··· The data ···
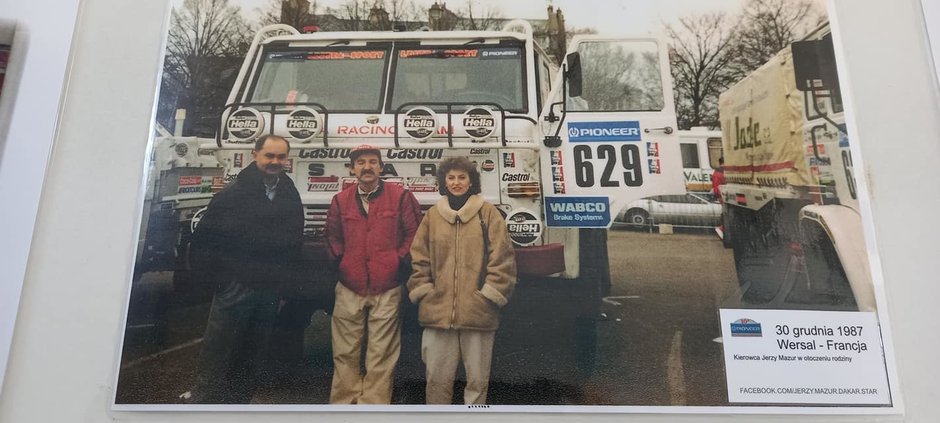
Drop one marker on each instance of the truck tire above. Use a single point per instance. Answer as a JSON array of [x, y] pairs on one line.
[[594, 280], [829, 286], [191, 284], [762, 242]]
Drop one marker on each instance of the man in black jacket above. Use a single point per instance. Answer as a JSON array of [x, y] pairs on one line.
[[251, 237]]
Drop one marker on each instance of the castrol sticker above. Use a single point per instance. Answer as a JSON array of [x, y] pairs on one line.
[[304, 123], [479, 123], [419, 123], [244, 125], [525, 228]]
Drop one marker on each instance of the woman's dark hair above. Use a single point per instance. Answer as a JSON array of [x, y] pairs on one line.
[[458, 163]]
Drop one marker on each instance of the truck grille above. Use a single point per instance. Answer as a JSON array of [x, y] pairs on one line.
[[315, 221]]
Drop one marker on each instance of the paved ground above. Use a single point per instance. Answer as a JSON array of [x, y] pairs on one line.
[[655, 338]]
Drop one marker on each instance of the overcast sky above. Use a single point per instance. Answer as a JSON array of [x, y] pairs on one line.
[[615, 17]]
···
The line with "Drop one marker on each instance of the paved" through the last line of the entries above: output exactly those lines and nothing else.

Drop one marker on each instance of the paved ground above. Use a single point per instance. Answer as a JSON array of [x, y] pairs on one line.
[[655, 338]]
Drop one marker on each instance of the overcast sky above. Use a single point per instance. Answer as a JSON array of [x, y] pairs on one line.
[[615, 17]]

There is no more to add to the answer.